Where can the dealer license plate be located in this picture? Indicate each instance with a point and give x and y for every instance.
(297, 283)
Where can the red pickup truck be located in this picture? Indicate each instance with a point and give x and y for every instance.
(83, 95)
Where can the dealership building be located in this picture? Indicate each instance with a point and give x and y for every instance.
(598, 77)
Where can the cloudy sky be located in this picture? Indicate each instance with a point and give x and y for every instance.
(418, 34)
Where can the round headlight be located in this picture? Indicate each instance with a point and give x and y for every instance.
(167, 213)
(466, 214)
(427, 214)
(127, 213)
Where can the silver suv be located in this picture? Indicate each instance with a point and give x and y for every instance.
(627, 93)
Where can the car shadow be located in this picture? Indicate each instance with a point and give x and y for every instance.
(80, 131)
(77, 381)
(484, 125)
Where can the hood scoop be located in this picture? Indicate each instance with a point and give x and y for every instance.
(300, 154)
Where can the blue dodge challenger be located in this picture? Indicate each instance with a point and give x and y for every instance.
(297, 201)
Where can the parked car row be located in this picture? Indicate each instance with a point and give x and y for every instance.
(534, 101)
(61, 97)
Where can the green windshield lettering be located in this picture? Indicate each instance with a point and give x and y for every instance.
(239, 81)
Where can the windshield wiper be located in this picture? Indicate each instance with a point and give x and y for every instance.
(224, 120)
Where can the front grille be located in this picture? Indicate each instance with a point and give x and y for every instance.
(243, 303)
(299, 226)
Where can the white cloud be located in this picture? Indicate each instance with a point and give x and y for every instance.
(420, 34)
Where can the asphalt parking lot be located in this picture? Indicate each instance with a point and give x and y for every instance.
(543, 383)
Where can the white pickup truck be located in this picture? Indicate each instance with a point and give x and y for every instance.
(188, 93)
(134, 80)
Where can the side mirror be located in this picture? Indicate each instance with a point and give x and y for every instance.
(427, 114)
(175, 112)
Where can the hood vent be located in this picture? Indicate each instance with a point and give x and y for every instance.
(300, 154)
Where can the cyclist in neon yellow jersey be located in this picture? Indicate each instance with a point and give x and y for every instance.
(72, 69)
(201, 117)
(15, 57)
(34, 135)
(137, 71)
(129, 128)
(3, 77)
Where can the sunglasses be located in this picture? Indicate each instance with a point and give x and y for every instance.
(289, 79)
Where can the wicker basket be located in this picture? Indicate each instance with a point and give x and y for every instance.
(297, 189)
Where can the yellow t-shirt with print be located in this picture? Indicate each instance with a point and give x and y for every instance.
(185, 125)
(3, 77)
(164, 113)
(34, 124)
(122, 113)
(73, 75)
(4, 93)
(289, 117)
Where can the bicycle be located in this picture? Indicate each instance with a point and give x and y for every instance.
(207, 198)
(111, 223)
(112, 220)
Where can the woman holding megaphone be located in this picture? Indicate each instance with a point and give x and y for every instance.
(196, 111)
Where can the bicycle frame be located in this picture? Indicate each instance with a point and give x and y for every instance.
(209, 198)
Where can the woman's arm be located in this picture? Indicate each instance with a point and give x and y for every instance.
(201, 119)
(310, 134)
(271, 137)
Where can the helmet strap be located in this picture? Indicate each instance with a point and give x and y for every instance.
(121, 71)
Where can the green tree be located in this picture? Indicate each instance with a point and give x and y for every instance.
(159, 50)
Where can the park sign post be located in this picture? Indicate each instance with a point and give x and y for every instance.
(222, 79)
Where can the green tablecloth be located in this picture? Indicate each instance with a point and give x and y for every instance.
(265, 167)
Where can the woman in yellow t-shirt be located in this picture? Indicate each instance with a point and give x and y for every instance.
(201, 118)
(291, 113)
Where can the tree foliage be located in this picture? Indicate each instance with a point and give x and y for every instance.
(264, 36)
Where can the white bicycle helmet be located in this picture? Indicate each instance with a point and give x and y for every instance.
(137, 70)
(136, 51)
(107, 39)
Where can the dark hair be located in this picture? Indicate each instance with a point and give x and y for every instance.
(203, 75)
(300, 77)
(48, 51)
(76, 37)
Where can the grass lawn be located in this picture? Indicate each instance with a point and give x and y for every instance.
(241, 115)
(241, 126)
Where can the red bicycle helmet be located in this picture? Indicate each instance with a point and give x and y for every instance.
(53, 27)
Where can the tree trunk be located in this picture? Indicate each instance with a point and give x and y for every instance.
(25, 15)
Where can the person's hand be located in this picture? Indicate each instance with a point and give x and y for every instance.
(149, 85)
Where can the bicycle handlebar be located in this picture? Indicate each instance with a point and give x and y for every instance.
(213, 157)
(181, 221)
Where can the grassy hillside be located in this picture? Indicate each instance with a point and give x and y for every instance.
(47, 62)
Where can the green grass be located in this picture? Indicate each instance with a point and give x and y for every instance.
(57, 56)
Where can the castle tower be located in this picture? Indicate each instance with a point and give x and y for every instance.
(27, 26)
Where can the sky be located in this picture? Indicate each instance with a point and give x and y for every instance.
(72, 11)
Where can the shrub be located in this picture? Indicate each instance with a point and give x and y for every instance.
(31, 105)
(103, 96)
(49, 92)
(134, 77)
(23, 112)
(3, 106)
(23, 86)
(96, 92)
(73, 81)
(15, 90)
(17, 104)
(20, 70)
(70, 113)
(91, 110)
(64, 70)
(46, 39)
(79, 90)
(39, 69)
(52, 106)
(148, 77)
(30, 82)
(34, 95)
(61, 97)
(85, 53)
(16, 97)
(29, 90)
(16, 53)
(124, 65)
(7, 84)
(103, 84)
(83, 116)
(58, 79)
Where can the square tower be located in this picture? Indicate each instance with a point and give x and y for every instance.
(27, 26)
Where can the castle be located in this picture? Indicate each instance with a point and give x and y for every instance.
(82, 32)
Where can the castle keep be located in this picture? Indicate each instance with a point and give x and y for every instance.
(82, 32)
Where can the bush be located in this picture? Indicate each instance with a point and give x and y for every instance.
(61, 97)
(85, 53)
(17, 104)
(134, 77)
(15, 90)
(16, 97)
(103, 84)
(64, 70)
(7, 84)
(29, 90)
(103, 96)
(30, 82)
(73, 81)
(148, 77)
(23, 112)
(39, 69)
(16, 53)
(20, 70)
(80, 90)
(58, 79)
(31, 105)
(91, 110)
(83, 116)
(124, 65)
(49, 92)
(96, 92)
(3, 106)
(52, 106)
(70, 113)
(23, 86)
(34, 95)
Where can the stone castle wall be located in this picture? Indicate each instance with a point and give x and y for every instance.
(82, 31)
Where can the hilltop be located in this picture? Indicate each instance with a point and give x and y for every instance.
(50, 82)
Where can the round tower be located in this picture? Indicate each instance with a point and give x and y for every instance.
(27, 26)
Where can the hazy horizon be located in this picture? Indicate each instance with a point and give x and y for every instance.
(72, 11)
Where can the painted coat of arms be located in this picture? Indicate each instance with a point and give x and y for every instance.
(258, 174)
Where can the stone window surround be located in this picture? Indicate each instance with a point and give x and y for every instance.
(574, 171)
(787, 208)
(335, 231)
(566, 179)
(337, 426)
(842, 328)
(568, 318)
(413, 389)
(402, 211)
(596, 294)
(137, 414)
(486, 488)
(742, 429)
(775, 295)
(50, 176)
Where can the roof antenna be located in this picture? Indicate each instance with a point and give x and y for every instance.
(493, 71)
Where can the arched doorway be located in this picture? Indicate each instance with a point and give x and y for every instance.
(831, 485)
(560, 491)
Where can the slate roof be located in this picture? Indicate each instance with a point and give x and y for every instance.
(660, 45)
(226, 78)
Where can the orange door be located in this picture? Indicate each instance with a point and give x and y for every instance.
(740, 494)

----------------

▸ **Exercise brief**
Exactly reproduce the lines of the entries above, from the one containing "Where can the arched" to the very last, and no others.

▸ **Result of this exercise**
Where can the arched doorway be located in this picture? Indicate each instance with a point and give x and y for every instance.
(831, 485)
(560, 491)
Where can the slate roof be located in this picture? Indicate each instance with a point and give x and y for every instance.
(660, 45)
(226, 78)
Where can the orange door be located in this picture? Indicate each instance with a point and give x and y for every instance.
(740, 494)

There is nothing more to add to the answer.